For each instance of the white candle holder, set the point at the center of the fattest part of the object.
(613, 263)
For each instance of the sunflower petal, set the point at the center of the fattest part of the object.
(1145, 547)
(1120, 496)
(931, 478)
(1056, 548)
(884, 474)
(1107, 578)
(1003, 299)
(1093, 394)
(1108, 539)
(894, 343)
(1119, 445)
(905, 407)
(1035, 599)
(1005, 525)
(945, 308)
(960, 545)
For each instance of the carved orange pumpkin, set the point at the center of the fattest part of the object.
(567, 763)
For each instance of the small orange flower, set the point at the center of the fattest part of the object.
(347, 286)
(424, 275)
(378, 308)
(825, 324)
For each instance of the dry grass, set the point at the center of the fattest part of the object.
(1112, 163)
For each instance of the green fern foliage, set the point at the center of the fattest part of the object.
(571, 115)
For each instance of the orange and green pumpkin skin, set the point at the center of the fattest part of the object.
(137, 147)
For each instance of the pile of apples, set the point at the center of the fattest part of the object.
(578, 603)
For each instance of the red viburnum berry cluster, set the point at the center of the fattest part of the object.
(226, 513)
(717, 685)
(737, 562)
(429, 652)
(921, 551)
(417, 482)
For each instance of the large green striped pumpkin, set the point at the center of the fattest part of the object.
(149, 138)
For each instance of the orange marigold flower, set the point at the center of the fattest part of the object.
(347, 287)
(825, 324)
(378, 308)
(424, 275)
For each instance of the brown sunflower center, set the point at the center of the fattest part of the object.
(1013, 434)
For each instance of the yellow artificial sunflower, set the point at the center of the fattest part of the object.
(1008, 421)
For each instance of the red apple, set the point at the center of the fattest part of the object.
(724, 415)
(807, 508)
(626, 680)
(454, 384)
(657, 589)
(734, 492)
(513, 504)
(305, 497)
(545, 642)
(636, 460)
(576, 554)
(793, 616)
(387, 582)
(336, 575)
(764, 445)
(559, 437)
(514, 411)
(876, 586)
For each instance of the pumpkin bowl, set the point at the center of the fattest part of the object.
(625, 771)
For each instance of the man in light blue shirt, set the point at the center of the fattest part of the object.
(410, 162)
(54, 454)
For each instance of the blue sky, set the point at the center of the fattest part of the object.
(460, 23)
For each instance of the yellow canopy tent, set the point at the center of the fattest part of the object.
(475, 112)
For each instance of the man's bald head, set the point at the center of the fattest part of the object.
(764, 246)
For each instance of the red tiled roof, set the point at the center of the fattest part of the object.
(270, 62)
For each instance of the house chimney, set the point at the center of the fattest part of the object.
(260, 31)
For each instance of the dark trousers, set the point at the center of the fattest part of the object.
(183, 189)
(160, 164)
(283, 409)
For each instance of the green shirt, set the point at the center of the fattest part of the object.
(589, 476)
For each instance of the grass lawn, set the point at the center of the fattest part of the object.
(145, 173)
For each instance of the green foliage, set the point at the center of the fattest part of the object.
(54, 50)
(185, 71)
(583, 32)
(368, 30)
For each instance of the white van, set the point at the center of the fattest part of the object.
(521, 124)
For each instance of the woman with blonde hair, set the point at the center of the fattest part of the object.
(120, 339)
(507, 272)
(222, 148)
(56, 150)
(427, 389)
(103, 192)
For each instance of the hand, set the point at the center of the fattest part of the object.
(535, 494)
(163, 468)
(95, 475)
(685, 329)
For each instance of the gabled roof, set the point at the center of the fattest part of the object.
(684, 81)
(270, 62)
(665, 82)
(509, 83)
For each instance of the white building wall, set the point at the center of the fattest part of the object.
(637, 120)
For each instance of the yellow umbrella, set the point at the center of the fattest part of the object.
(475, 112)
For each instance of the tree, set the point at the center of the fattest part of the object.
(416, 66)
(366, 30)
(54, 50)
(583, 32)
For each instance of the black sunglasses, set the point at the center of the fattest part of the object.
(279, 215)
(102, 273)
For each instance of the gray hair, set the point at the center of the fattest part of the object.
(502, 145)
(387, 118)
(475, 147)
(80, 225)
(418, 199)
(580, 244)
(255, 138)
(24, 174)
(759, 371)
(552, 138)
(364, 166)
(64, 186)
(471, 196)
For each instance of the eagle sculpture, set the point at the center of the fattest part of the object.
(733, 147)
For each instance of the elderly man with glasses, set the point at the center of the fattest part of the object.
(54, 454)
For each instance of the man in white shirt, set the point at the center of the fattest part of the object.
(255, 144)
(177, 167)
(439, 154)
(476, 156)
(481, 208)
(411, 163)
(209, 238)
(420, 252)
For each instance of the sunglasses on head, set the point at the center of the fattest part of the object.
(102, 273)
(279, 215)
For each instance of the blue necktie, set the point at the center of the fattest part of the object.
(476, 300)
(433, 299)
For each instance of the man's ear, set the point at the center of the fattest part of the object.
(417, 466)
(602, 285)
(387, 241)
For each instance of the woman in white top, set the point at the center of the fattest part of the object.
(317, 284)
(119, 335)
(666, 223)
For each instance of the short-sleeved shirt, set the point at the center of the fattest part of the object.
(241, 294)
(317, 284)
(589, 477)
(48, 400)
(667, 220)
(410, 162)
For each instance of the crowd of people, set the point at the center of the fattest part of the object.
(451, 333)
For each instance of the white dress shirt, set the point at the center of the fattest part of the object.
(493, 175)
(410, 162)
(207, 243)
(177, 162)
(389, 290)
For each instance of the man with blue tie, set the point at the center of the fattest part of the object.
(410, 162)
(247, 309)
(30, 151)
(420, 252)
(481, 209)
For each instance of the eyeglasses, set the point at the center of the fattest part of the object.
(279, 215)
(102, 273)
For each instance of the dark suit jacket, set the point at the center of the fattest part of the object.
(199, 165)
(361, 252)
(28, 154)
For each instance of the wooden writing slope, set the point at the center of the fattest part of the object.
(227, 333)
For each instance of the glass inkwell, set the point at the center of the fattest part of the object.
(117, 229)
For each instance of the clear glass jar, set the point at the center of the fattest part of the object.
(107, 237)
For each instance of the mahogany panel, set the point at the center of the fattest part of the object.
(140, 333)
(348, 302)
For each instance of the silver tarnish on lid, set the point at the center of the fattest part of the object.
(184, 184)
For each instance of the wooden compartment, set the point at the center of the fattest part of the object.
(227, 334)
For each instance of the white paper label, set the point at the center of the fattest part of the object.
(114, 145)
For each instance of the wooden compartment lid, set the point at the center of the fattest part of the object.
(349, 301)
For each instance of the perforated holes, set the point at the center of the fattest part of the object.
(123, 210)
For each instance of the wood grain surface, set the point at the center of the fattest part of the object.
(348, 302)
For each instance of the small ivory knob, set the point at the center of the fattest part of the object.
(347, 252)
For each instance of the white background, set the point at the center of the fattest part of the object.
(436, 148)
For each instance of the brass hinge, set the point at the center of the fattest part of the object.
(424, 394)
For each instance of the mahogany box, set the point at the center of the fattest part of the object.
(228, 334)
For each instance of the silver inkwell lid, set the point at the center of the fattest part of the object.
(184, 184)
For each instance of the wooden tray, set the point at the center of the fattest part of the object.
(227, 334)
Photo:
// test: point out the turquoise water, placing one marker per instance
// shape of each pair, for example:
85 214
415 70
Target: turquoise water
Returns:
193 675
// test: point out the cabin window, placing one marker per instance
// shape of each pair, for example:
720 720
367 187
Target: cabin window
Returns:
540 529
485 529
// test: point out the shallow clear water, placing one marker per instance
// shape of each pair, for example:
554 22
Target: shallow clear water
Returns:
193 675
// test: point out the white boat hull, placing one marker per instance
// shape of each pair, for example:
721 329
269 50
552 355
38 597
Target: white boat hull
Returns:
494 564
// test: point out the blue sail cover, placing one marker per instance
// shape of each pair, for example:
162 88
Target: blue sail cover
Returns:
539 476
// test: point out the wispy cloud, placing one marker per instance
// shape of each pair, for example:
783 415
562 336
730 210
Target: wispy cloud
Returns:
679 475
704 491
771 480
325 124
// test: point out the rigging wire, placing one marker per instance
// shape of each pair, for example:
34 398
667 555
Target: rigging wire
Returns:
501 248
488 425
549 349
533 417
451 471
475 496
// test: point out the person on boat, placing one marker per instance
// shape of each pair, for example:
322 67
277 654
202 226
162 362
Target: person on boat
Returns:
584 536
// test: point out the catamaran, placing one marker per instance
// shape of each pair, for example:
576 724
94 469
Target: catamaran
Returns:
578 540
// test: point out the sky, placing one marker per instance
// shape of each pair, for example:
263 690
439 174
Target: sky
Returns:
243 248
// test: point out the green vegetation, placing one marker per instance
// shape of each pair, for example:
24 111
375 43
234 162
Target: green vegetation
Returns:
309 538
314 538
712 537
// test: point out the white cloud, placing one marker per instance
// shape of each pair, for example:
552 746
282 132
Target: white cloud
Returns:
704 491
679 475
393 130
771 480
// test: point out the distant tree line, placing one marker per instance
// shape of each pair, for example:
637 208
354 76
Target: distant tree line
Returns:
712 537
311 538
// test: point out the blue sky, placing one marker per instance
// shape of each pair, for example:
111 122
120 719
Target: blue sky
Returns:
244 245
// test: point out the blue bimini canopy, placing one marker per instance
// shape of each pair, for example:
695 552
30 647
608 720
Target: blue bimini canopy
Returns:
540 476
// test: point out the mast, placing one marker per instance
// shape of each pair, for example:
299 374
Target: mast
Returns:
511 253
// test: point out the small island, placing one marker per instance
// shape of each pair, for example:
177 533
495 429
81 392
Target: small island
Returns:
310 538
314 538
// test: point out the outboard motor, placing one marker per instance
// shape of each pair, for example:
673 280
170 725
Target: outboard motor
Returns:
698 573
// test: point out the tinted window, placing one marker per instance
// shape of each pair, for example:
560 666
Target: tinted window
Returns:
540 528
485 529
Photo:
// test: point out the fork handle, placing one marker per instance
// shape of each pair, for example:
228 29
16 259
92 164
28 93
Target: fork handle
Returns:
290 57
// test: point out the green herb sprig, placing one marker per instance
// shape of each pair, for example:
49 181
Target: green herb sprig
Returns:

▶ _Exercise goal_
Copy the listing word for word from its first line down to the line containing "(1008, 421)", and include that line.

▶ _Task output_
For each instance of the white candle holder, set the point at the center of the fattest part of the object.
(613, 263)
For each instance of the sunflower petal, set the point at the center of the fattest part of the object.
(1145, 547)
(1120, 496)
(931, 478)
(1056, 548)
(884, 474)
(1107, 578)
(1003, 299)
(1093, 394)
(1108, 539)
(894, 343)
(1119, 445)
(905, 407)
(1035, 599)
(1005, 525)
(945, 308)
(960, 545)
For each instance of the carved orange pumpkin, set the point at the center of the fattest part of the object.
(567, 763)
For each instance of the small orange flower, set the point at the center of the fattest part of the object.
(347, 286)
(424, 275)
(378, 308)
(825, 324)
For each instance of the dry grass, set the point at the center of the fattest part of the object.
(1112, 163)
For each instance of the green fern foliage, set the point at the center of the fattest part of the object.
(571, 115)
For each instance of the orange and green pumpkin skin, set the point at the center of the fattest part of the object.
(137, 147)
For each instance of the pile of apples, set the point at the center of the fattest part of the object.
(578, 603)
For each instance of the red viburnum berry cluster, set the point at the center of the fattest part of the object.
(226, 513)
(717, 685)
(737, 562)
(429, 652)
(921, 551)
(417, 482)
For each instance of the large green striped pumpkin, set the point at the center of the fattest part of the object.
(149, 138)
For each instance of the orange marigold flower, set the point at the center of the fattest part of the object.
(347, 287)
(825, 324)
(378, 308)
(424, 275)
For each instance of the brown sunflower center, set the point at the center of the fattest part of the object.
(1013, 434)
For each instance of the yellow artificial sunflower, set the point at the center of the fattest part of the object.
(1008, 421)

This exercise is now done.